What is needed: Copy exactly, please, the lines of the data from its start through the line containing "Task: mark each instance of the black".

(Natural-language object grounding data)
□ □ □
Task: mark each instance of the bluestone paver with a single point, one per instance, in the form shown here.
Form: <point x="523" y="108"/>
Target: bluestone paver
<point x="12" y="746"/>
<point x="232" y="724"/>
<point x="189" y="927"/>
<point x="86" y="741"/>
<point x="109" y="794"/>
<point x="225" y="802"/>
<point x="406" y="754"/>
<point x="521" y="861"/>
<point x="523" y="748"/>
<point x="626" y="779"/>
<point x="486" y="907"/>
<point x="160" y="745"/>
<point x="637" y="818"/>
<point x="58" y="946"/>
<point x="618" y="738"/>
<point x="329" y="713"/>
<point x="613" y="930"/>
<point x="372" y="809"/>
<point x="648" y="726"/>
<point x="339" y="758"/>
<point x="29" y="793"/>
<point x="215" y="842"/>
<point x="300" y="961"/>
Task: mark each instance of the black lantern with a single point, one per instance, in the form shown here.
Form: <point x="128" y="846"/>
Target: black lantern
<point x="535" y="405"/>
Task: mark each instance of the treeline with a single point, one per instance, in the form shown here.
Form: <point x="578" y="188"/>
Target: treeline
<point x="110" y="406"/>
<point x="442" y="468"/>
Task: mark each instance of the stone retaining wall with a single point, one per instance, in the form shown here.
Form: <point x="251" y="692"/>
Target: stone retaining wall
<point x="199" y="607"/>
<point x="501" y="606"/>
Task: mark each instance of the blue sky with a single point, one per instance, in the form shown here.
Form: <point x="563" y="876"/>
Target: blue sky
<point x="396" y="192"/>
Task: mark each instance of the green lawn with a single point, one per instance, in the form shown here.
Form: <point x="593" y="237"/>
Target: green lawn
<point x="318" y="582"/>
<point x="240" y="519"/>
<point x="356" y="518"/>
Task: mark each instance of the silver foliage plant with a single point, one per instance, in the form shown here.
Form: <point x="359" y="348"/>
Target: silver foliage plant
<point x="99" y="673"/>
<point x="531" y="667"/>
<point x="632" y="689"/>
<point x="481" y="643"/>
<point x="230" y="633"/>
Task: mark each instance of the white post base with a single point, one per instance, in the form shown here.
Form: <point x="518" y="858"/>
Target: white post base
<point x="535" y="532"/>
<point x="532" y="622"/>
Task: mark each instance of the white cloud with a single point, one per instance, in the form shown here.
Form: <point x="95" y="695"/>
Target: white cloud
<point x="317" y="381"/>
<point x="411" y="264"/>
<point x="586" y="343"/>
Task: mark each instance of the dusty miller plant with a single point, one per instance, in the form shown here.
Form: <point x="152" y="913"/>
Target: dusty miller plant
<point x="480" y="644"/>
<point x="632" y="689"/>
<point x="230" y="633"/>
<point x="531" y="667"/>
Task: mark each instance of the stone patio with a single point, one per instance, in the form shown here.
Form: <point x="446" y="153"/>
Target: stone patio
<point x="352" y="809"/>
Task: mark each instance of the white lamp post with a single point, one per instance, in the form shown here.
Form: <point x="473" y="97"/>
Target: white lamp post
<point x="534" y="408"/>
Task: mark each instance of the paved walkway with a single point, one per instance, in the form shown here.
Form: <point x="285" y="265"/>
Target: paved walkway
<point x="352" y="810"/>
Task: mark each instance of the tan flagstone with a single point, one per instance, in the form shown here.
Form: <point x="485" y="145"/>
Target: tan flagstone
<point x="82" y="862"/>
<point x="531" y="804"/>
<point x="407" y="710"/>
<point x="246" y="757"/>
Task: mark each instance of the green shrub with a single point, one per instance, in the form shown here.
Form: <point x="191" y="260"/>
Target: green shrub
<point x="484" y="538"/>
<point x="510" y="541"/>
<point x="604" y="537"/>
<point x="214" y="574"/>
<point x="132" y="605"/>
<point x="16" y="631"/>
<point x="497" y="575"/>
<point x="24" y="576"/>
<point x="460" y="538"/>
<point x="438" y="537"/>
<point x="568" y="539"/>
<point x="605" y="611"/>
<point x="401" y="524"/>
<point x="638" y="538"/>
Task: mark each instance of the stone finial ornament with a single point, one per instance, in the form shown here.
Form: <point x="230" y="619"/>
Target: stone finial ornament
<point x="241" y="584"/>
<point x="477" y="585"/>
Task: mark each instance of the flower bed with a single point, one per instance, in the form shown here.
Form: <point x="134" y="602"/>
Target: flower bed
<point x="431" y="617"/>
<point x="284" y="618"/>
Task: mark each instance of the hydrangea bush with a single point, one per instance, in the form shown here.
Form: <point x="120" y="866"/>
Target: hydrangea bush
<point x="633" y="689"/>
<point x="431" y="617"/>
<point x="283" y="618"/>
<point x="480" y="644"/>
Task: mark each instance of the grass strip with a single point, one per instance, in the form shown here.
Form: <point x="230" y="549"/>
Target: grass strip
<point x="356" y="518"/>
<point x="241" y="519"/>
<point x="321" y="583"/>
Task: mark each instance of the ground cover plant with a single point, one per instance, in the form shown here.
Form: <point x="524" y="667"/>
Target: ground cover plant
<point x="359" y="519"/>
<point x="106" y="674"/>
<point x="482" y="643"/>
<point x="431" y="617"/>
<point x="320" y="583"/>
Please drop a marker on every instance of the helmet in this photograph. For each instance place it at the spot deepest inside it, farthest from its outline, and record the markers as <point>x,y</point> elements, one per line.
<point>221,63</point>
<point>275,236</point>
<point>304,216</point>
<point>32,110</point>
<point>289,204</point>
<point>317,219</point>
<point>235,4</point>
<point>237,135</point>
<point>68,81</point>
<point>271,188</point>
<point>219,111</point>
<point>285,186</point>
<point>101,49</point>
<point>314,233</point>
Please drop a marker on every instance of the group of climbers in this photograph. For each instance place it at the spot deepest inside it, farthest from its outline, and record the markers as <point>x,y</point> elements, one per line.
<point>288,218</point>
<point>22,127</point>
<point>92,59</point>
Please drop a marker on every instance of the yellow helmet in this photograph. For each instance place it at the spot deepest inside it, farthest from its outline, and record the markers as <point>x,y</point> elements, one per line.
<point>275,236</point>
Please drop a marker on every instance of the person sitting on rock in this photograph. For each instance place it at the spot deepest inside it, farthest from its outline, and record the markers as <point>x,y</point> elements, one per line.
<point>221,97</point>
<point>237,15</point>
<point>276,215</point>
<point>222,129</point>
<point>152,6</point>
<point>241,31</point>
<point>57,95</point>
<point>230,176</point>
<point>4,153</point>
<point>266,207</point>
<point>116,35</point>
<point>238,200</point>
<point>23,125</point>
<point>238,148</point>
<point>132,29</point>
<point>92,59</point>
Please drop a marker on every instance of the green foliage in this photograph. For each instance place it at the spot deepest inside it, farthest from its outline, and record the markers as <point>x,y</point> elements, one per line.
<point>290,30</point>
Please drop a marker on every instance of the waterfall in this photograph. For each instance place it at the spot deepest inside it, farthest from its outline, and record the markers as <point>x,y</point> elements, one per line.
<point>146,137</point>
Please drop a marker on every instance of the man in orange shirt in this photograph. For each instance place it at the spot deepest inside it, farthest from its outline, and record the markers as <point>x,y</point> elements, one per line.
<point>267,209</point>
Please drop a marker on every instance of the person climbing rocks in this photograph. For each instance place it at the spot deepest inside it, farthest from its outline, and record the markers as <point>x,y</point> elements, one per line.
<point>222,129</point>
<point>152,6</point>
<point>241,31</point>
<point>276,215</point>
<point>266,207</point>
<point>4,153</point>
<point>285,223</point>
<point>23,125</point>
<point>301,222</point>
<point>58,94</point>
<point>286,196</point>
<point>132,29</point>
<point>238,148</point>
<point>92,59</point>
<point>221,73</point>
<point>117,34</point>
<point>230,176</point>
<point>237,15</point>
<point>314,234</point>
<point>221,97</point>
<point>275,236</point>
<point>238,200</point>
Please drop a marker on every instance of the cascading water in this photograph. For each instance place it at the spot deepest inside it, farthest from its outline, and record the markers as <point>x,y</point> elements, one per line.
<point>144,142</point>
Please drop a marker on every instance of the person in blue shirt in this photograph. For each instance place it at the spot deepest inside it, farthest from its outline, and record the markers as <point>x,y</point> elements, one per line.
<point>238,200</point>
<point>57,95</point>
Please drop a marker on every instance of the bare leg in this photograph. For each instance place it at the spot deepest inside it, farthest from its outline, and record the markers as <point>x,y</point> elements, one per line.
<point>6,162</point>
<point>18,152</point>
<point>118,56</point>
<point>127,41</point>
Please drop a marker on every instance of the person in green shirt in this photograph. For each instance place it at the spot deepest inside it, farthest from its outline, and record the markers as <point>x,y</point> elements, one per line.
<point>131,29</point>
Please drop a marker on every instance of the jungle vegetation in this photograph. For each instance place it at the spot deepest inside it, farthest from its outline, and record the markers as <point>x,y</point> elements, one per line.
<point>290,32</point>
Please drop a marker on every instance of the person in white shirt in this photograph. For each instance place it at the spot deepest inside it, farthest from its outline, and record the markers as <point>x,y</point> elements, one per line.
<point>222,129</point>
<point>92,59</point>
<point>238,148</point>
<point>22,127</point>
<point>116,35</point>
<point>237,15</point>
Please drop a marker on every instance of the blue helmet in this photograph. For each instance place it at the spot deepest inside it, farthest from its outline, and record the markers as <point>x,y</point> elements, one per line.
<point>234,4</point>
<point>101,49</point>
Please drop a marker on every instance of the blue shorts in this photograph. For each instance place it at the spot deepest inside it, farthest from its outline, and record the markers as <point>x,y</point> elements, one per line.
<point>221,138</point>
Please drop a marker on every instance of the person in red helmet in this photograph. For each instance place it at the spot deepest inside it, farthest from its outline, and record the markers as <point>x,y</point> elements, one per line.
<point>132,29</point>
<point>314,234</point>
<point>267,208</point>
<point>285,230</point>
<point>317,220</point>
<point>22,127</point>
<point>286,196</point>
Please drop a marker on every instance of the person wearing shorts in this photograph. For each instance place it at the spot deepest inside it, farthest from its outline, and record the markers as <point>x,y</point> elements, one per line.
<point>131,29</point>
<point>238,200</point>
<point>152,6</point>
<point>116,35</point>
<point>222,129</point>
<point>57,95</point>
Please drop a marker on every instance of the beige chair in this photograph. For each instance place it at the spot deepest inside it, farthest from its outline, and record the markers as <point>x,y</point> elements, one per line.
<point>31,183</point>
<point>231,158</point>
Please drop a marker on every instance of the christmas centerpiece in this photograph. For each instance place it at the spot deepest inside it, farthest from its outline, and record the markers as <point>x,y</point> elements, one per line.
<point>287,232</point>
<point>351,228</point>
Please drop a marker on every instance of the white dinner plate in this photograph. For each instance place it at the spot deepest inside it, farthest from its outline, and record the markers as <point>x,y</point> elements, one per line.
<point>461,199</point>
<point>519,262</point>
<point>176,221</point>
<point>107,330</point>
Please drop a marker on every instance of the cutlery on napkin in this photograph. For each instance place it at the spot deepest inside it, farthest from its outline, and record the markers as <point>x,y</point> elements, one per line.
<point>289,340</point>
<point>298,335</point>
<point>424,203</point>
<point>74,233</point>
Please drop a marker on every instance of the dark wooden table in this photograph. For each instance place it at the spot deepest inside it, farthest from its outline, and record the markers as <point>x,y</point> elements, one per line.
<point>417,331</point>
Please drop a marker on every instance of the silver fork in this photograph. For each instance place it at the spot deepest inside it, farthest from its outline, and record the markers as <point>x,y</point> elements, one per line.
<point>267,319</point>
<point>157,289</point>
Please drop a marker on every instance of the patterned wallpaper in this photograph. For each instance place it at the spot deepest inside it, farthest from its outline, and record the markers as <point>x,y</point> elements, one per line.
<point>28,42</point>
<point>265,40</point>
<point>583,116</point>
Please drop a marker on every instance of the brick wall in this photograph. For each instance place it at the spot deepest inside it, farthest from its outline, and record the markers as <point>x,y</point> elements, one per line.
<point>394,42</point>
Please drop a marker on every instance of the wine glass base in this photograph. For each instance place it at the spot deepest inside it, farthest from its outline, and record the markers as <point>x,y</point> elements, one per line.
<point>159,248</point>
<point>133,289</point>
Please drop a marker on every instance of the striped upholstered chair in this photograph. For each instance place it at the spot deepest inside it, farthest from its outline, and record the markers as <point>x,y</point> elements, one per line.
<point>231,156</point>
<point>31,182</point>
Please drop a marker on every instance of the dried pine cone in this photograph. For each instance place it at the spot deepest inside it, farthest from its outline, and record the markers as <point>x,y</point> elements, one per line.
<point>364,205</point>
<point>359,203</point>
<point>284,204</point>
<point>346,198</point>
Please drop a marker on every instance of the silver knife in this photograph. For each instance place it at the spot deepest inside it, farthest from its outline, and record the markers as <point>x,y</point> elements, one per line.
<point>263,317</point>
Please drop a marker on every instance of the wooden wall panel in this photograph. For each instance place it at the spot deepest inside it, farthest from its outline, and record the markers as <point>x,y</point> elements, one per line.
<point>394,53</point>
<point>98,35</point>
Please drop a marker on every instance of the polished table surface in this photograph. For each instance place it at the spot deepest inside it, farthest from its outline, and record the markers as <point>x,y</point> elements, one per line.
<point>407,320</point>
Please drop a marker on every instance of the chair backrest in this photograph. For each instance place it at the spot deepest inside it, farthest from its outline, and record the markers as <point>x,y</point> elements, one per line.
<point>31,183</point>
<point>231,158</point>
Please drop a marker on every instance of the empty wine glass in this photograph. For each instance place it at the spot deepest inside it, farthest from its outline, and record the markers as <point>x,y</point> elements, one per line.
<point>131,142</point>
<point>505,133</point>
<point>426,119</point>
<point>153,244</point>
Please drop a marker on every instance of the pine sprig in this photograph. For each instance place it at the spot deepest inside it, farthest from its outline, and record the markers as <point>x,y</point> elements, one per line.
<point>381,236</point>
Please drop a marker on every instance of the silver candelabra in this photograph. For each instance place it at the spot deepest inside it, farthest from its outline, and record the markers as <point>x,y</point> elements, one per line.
□ □ □
Problem solution:
Task: mark each instance of the bluestone paver with a single point, one per instance, in the form shown here.
Form: <point x="523" y="108"/>
Target: bluestone paver
<point x="12" y="746"/>
<point x="232" y="724"/>
<point x="189" y="927"/>
<point x="86" y="741"/>
<point x="109" y="794"/>
<point x="225" y="802"/>
<point x="406" y="754"/>
<point x="521" y="861"/>
<point x="523" y="748"/>
<point x="626" y="779"/>
<point x="486" y="907"/>
<point x="160" y="745"/>
<point x="637" y="818"/>
<point x="58" y="946"/>
<point x="618" y="738"/>
<point x="329" y="713"/>
<point x="613" y="930"/>
<point x="372" y="809"/>
<point x="648" y="726"/>
<point x="339" y="758"/>
<point x="29" y="793"/>
<point x="215" y="842"/>
<point x="300" y="961"/>
Task: mark each instance of the black lantern with a single point, one per instance, in the form shown here.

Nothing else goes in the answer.